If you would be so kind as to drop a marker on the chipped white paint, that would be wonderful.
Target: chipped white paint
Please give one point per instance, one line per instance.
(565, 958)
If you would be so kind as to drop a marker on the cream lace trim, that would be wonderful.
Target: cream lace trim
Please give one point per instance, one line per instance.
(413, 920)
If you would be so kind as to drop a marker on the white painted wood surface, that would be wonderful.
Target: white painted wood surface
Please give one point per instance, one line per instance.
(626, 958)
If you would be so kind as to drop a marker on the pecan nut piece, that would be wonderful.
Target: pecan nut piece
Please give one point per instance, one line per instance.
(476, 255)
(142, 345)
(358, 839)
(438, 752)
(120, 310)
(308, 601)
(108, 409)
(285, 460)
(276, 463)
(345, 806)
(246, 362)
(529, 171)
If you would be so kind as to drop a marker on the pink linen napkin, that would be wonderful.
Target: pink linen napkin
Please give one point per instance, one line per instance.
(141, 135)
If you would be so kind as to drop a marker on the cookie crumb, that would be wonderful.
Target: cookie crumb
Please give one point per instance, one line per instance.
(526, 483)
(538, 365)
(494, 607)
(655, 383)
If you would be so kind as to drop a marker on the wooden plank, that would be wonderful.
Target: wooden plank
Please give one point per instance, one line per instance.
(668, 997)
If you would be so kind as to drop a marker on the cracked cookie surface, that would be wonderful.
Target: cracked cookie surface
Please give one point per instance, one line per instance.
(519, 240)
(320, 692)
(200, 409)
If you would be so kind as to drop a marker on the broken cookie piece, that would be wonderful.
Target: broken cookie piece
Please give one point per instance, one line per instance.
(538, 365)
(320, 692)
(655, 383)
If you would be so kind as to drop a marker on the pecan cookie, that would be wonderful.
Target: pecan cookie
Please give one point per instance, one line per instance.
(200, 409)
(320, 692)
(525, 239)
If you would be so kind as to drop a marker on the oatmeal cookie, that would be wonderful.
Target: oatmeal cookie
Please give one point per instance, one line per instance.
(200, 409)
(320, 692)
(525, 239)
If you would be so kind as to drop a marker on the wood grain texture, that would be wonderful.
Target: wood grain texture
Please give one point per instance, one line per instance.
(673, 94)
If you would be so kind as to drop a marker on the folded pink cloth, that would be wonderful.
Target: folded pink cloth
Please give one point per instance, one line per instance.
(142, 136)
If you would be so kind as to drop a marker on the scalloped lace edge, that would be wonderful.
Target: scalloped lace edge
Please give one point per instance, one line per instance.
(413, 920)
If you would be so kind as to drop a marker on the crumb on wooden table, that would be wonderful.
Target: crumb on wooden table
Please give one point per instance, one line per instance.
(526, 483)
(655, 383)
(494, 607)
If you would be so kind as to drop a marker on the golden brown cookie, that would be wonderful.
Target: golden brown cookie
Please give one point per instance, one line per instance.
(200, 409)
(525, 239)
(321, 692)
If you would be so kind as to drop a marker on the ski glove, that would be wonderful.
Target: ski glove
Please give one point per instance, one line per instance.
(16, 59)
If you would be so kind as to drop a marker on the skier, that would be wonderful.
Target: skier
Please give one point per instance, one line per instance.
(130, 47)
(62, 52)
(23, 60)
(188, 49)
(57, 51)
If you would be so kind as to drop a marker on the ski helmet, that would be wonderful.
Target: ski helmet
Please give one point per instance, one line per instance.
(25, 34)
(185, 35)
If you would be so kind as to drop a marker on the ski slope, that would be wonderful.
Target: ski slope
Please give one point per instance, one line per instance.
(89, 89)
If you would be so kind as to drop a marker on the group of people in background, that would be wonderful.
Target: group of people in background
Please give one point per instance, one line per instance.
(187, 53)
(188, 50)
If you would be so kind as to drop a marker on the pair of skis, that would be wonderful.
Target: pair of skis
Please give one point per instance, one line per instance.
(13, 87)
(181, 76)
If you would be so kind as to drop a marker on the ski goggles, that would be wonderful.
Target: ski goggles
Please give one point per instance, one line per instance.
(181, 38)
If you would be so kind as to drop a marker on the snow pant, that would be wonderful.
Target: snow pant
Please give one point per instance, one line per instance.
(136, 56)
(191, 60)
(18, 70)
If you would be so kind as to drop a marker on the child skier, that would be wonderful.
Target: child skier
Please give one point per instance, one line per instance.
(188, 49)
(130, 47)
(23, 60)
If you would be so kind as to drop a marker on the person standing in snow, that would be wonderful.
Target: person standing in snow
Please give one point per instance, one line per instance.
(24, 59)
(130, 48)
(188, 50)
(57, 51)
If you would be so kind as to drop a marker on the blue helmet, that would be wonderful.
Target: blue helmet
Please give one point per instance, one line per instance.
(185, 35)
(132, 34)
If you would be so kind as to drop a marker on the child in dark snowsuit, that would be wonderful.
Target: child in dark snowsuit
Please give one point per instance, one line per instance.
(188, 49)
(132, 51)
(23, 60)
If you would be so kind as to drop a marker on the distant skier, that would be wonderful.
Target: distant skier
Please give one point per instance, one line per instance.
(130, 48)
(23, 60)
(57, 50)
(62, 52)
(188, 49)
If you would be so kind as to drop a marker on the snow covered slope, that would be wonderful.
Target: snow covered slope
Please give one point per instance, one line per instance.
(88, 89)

_AIM OF THE TASK:_
Only the lines from the one containing "Target: pair of skis" through the one containing "Target: child skier" are to be retyped, both boundary lines included, with no other material.

_ANSWER TO THE EXERCISE:_
Target: pair of skis
Please give one point per instance, one line per instance.
(13, 87)
(181, 76)
If you would be so kind as to drop a marker on the ski goggles, that would be wonderful.
Target: ski goggles
Please give one point per instance, one line per instance.
(181, 38)
If you would be so kind as to drop a marker on the snow pant, that would be wonderful.
Target: snow pant
Please give one point per instance, one line per instance.
(136, 56)
(191, 60)
(18, 70)
If you would be so kind as to drop a marker on the child skier, that would be wonderful.
Target: child skier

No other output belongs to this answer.